■ STATED TASK 1 ■
In the Scala regular expression documentation below, why does the match case date(_*) work for checking only whether a string matches? Explain in one to three sentences.
■ STATED TASK 2 ■
Pick up the Scala regular expression documentation below where it stops, after the last sentence about the find and replace methods.

======== DOCUMENT SECTION ========

A regular expression is used to determine whether a string matches a pattern and, if it does, to extract or transform the parts that match.
Usage
This class delegates to the java.util.regex package of the Java Platform. See the documentation for java.util.regex.Pattern for details about the regular expression syntax for pattern strings.
An instance of Regex
represents a compiled regular expression pattern.
Since compilation is expensive, frequently used Regex
es should be constructed
once, outside of loops and perhaps in a companion object.
The canonical way to create a Regex
is by using the method r
, provided
implicitly for strings:
val date = raw"(\d{4})-(\d{2})-(\d{2})".r
Since escapes are not processed in multi-line string literals, using triple quotes
avoids having to escape the backslash character, so that "\\d"
can be written """\d"""
.
The same result is achieved with certain interpolators, such as raw"\d".r
or
a custom interpolator r"\d"
that also compiles the Regex
.
Extraction
To extract the capturing groups when a Regex
is matched, use it as
an extractor in a pattern match:
"2004-01-20" match {
case date(year, month, day) => s"$year was a good year for PLs."
}
To check only whether the Regex
matches, ignoring any groups,
use a sequence wildcard:
"2004-01-20" match {
case date(_*) => "It's a date!"
}
That works because a Regex
extractor produces a sequence of strings.
Extracting only the year from a date could also be expressed with
a sequence wildcard:
"2004-01-20" match {
case date(year, _*) => s"$year was a good year for PLs."
}
In a pattern match, Regex
normally matches the entire input.
However, an unanchored Regex
finds the pattern anywhere
in the input.
val embeddedDate = date.unanchored
"Date: 2004-01-20 17:25:18 GMT (10 years, 28 weeks, 5 days, 17 hours and 51 minutes ago)" match {
case embeddedDate("2004", "01", "20") => "A Scala is born."
}
Find Matches
To find or replace matches of the pattern, use the various find and replace methods.
For each method, there is a version for working with matched strings and
another for working with Match
objects.

======== GIVEN MATERIAL ========

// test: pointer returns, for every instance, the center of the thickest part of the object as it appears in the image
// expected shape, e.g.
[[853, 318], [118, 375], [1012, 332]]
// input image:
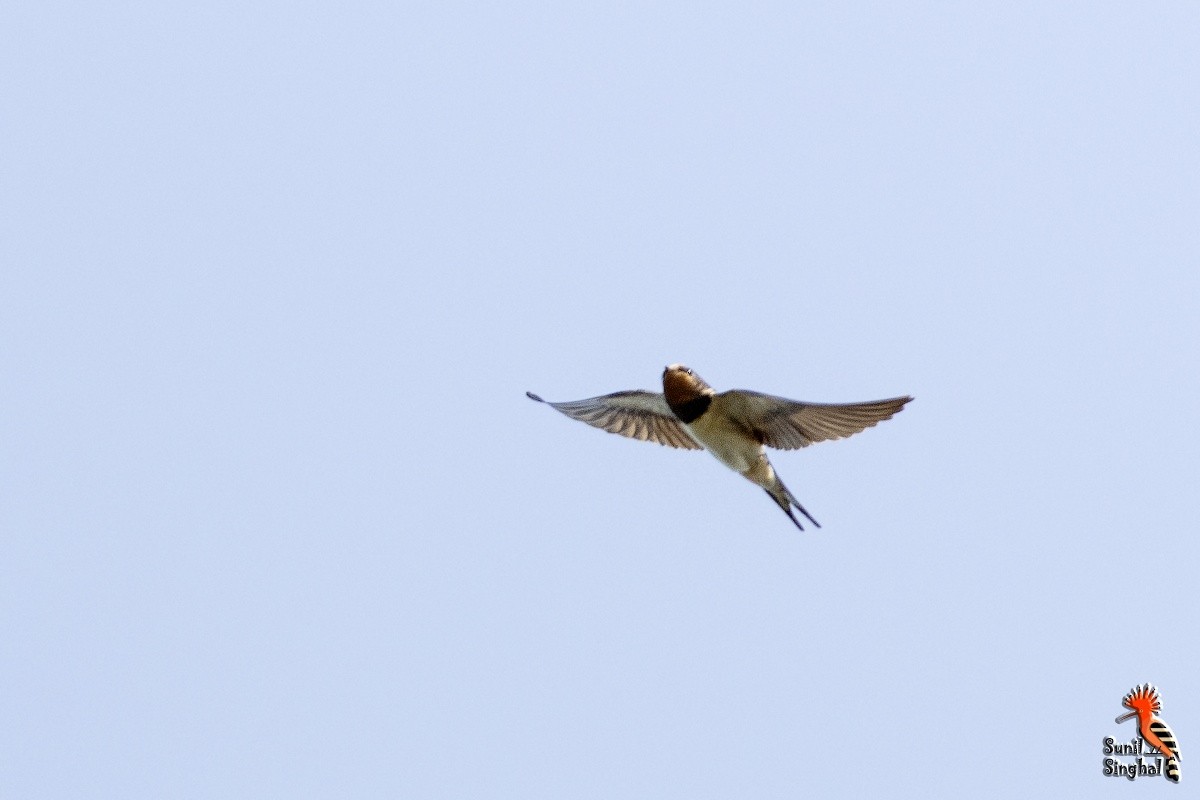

========

■ RESPONSE 1 ■
It works because a Regex extractor produces a sequence of strings. The sequence wildcard _* stands for that whole sequence, so the match succeeds without binding any of the captured groups.

■ RESPONSE 2 ■
For example, pattern matching with an unanchored Regex
, as in the previous example,
can also be accomplished using findFirstMatchIn
. The findFirst
methods return an Option
which is non-empty if a match is found, or None
for no match:
val dates = "Important dates in history: 2004-01-20, 1958-09-05, 2010-10-06, 2011-07-15"
val firstDate = date.findFirstIn(dates).getOrElse("No date found.")
val firstYear = for (m <- date.findFirstMatchIn(dates)) yield m.group(1)
To find all matches:
val allYears = for (m <- date.findAllMatchIn(dates)) yield m.group(1)
To check whether input is matched by the regex:
date.matches("2018-03-01") // true
date.matches("Today is 2018-03-01") // false
date.unanchored.matches("Today is 2018-03-01") // true
To iterate over the matched strings, use findAllIn
, which returns a special iterator
that can be queried for the MatchData
of the last match:
val mi = date.findAllIn(dates)
while (mi.hasNext) {
val d = mi.next
if (mi.group(1).toInt < 1960) println(s"$d: An oldie but goodie.")
}
Although the MatchIterator
returned by findAllIn
is used like any Iterator
,
with alternating calls to hasNext
and next
, hasNext
has the additional
side effect of advancing the underlying matcher to the next unconsumed match.
This effect is visible in the MatchData
representing the "current match".
val r = "(ab+c)".r
val s = "xxxabcyyyabbczzz"
r.findAllIn(s).start // 3
val mi = r.findAllIn(s)
mi.hasNext // true
mi.start // 3
mi.next() // "abc"
mi.start // 3
mi.hasNext // true
mi.start // 9
mi.next() // "abbc"
The example shows that methods on MatchData
such as start
will advance to
the first match, if necessary. It also shows that hasNext
will advance to
the next unconsumed match, if next
has already returned the current match.
The current MatchData
can be captured using the matchData
method.
Alternatively, findAllMatchIn
returns an Iterator[Match]
, where there
is no interaction between the iterator and Match
objects it has already produced.
Note that findAllIn
finds matches that don't overlap. (See findAllIn for more examples.)
val num = raw"(\d+)".r
val all = num.findAllIn("123").toList // List("123"), not List("123", "23", "3")
Replace Text
Text replacement can be performed unconditionally or as a function of the current match:
val redacted = date.replaceAllIn(dates, "XXXX-XX-XX")
val yearsOnly = date.replaceAllIn(dates, m => m.group(1))
val months = (0 to 11).map { i => val c = Calendar.getInstance; c.set(2014, i, 1); f"$c%tb" }
val reformatted = date.replaceAllIn(dates, _ match { case date(y,m,d) => f"${months(m.toInt - 1)} $d, $y" })
Pattern matching the Match
against the Regex
that created it does not reapply the Regex
.
In the expression for reformatted
, each date
match is computed once. But it is possible to apply a
Regex
to a Match
resulting from a different pattern:
val docSpree = """2011(?:-\d{2}){2}""".r
val docView = date.replaceAllIn(dates, _ match {
case docSpree() => "Historic doc spree!"
case _ => "Something else happened"
})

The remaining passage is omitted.